* Provided text:
------------------------------

Question

based on a poll, 67% of internet users are more careful about personal information when using a public wi - fi hotspot. what is the probability that among four randomly selected internet users, at least one is more careful about personal information when using a public wi - fi hotspot? how is the result affected by the additional information that the survey subjects volunteered to respond? the probability that at least one of them is careful about personal information is (round to three decimal places as needed.)

Explanation:

Step1: Find the probability of a user not being careful

The probability that an internet - user is more careful is $p = 0.67$. So the probability that a user is not careful is $q=1 - p=1 - 0.67 = 0.33$.

Step2: Find the probability that none of the four users are careful

Since the selections are independent, the probability that none of the $n = 4$ randomly - selected users are careful is given by the binomial probability formula $P(X = k)=C(n,k)\times p^{k}\times q^{n - k}$, where $n = 4$, $k = 0$, $p = 0.67$, and $q = 0.33$. Here, $C(n,k)=\frac{n!}{k!(n - k)!}$, so $C(4,0)=\frac{4!}{0!(4 - 0)!}=1$. Then $P(X = 0)=C(4,0)\times(0.67)^{0}\times(0.33)^{4}=1\times1\times0.01185921 = 0.01185921$.

------------------------------

* Provided data:
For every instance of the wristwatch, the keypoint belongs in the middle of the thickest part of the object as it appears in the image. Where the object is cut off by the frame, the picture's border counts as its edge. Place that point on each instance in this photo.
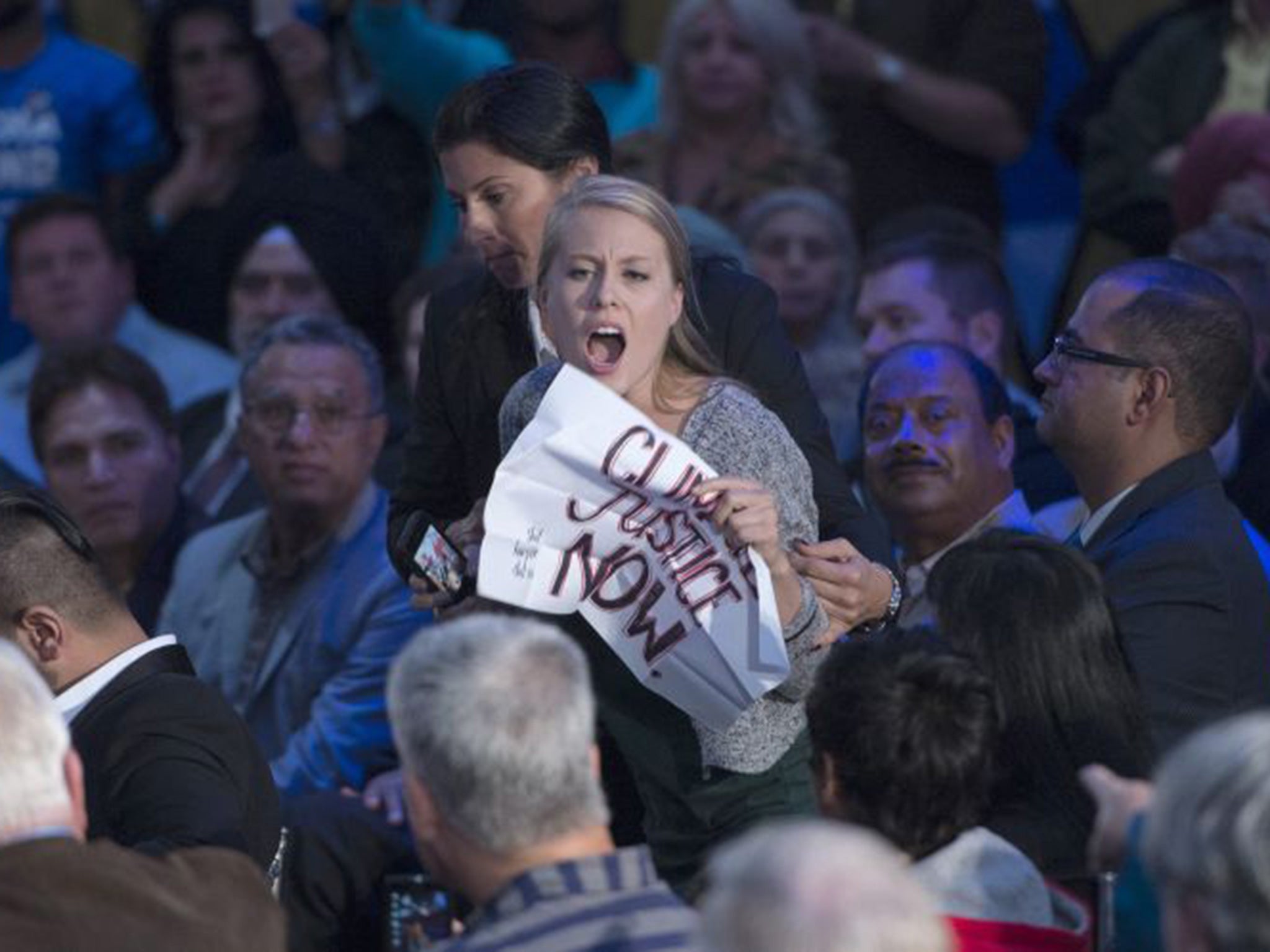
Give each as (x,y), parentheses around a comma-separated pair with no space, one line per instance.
(890,70)
(893,603)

------------------------------

* Challenges:
**a.** Copy the wi-fi probability problem word for word, from "based on a poll, 67%" to "places as needed.)".
**b.** Carry the wi-fi probability explanation forward from its last sentence.
The data isn't needed for any of this.

* Responses to the tasks:
**a.**
based on a poll, 67% of internet users are more careful about personal information when using a public wi - fi hotspot. what is the probability that among four randomly selected internet users, at least one is more careful about personal information when using a public wi - fi hotspot? how is the result affected by the additional information that the survey subjects volunteered to respond? the probability that at least one of them is careful about personal information is (round to three decimal places as needed.)

**b.**
Step3: Find the probability that at least one user is careful

The probability that at least one user is careful is the complement of the event that none of the users are careful. Let $A$ be the event that at least one user is careful. Then $P(A)=1 - P(X = 0)$. So $P(A)=1-0.01185921 = 0.98814079\approx0.988$.
The fact that the survey subjects volunteered to respond means that there is a voluntary - response bias. People with strong opinions about personal information and public Wi - Fi are more likely to respond. This may not accurately represent the entire population of internet users, so the result may not be valid for all internet users.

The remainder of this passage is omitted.